▶ _Task data_
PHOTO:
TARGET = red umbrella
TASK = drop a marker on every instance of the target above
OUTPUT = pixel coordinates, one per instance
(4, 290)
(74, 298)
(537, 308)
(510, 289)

▶ _Goal of the exercise_
Print every record above exactly as it appears.

▶ _Expected output_
PHOTO:
TARGET = red umbrella
TASK = drop a marker on every instance of the target above
OUTPUT = pixel coordinates, one per instance
(4, 290)
(74, 298)
(537, 308)
(510, 289)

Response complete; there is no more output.